DOCUMENT:

◇ ◇ ◇ ◇ ◇ ◇ ◇

Il ressort également d’un relevé journalier du Centre pénitentiaire de Luxembourg, ci- après désigné le « CPL », du 6 août 2018, que l’intéressé fut placé en détention préventive pour tentative d’homicide volontaire.
Par décision ministérielle du 14 décembre 2018, notifiée à l’intéressé en mains propres le 17 décembre 2018, le ministre de l’Immigration et de l’Asile informa Monsieur … que sa demande de protection internationale avait été refusée comme non fondée, tout en lui ordonnant de quitter le territoire dans un délai de trente jours.
Aux termes d’un relevé journalier du CPL du 5 février 2019 et d’un échange de courriers électroniques entre le ministère des Affaires étrangères et européennes, direction de l’Immigration, et la police grand-ducale du 11 avril 2019, Monsieur … fut libéré du CPL sous le régime du contrôle judiciaire le 5 février 2019.
En date du 19 mars 2019, Monsieur … introduisit une deuxième demande de protection internationale sur base de la loi du 18 décembre 2015 auprès du ministère des Affaires étrangères et européennes.

◇ ◇ ◇ ◇ ◇ ◇ ◇

Données issues d'une collection:
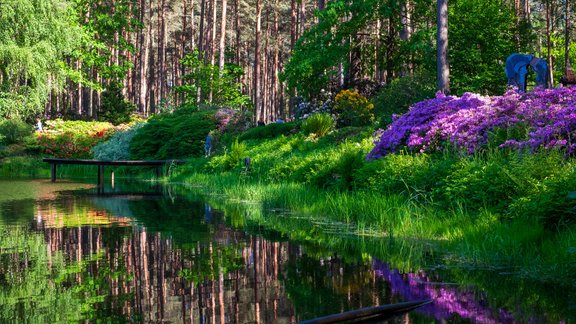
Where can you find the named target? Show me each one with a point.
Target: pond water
(68, 254)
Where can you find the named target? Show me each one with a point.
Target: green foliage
(35, 36)
(104, 47)
(480, 41)
(206, 78)
(319, 124)
(117, 147)
(353, 109)
(236, 154)
(72, 139)
(397, 96)
(14, 131)
(271, 130)
(114, 107)
(174, 135)
(320, 50)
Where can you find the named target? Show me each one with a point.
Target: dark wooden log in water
(382, 312)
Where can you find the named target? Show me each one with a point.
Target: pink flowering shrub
(72, 139)
(468, 122)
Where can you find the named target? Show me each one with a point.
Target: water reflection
(144, 258)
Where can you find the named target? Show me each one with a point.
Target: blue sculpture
(517, 69)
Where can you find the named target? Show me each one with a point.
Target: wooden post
(53, 172)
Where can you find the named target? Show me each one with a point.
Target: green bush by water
(176, 135)
(318, 124)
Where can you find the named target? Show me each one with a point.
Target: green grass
(478, 241)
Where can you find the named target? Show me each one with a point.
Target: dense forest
(61, 57)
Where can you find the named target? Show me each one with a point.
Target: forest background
(58, 57)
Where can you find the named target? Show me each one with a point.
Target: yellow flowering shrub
(353, 109)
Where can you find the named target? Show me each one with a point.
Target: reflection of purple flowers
(547, 115)
(447, 300)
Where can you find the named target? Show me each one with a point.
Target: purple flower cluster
(548, 115)
(225, 116)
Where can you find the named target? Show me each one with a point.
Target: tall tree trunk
(162, 51)
(257, 91)
(238, 31)
(201, 31)
(567, 67)
(222, 36)
(213, 33)
(275, 79)
(145, 57)
(405, 34)
(293, 27)
(302, 17)
(549, 13)
(443, 70)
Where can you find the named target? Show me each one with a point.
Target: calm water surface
(144, 254)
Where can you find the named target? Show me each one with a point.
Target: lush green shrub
(14, 131)
(117, 147)
(236, 154)
(353, 109)
(397, 96)
(339, 168)
(174, 135)
(269, 131)
(416, 176)
(72, 139)
(115, 108)
(319, 124)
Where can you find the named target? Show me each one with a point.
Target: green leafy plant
(117, 147)
(14, 131)
(237, 153)
(72, 139)
(319, 124)
(353, 109)
(397, 96)
(174, 135)
(115, 108)
(271, 130)
(205, 79)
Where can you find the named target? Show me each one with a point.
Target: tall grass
(461, 232)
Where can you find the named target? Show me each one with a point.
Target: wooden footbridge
(158, 164)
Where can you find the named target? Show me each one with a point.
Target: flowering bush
(542, 119)
(117, 147)
(319, 124)
(322, 103)
(233, 120)
(353, 109)
(72, 139)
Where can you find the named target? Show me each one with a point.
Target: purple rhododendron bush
(546, 118)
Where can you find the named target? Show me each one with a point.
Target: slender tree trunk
(145, 57)
(162, 51)
(549, 10)
(257, 90)
(201, 31)
(406, 33)
(302, 17)
(213, 33)
(238, 31)
(293, 27)
(567, 67)
(275, 79)
(443, 70)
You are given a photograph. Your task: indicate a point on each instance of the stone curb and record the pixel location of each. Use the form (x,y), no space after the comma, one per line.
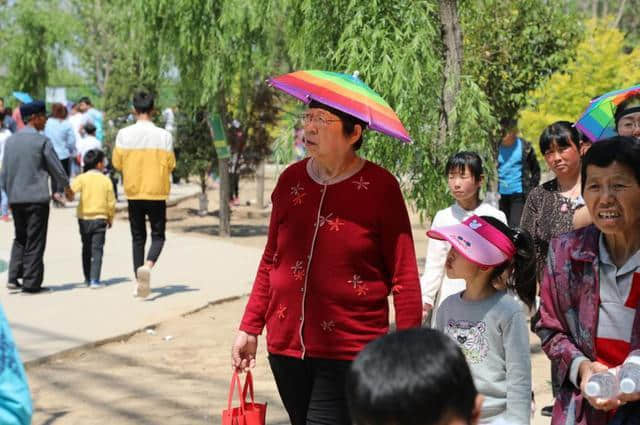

◇ ◇ ◇ ◇ ◇ ◇ ◇

PROBLÈME POSÉ A: Relevez toutes les dates distinctes citées dans le document sur la demande de protection internationale, dans leur ordre d'apparition. Ne tenez pas compte du matériel.
PROBLÈME POSÉ B: Prolongez le document sur la demande de protection internationale à partir de sa dernière phrase.

RÉPONSE A:
6 août 2018
14 décembre 2018
17 décembre 2018
5 février 2019
11 avril 2019
19 mars 2019
18 décembre 2015

RÉPONSE B:
Il se dégage ensuite des éléments du dossier administratif, qu’après une demande de reprise en charge formulée le 5 avril 2019 par les autorités néerlandaises, conformément aux dispositions du règlement (UE) n°604/2013 du Parlement européen et du Conseil du 26 juin 2013 établissant les critères et mécanismes de détermination de l’Etat membre responsable de l’examen d’une demande de protection internationale introduite par l’un des Etats membres par un ressortissant d’un pays tiers ou un apatride, ci-après désigné par le « règlement Dublin III », l’intéressé fut transféré au Luxembourg le 14 juin 2019.
En date du 10 juillet 2019, les autorités suisses adressèrent une demande de reprise en charge de Monsieur … aux autorités luxembourgeoises, demande qui fut acceptée par ces dernières en date du 18 juillet 2019 sur base de l’article 18, paragraphe 1) point b) du règlement Dublin III. Il ressort ensuite d’un courrier du 22 juillet 2019 des autorités suisses que le transfert n’a pas pu être exécuté en raison de la disparition de l’intéressé.
Par décision du 26 juillet 2019, notifiée à l’intéressé par affichage public, le ministre de l’Immigration et de l’Asile informa Monsieur … que sa deuxième demande de protection internationale, introduite le 19 mars 2019, était « considérée comme implicitement retirée » sur base de l’article 23 de la loi du 18 décembre 2015.
Il ressort d’un échange de courriers électroniques que l’intéressé fut transféré aux autorités luxembourgeoises par les autorités néerlandaises, à la suite d’une demande de reprise en charge formulée par ces dernières le 27 décembre 2019, conformément aux dispositions du règlement Dublin III.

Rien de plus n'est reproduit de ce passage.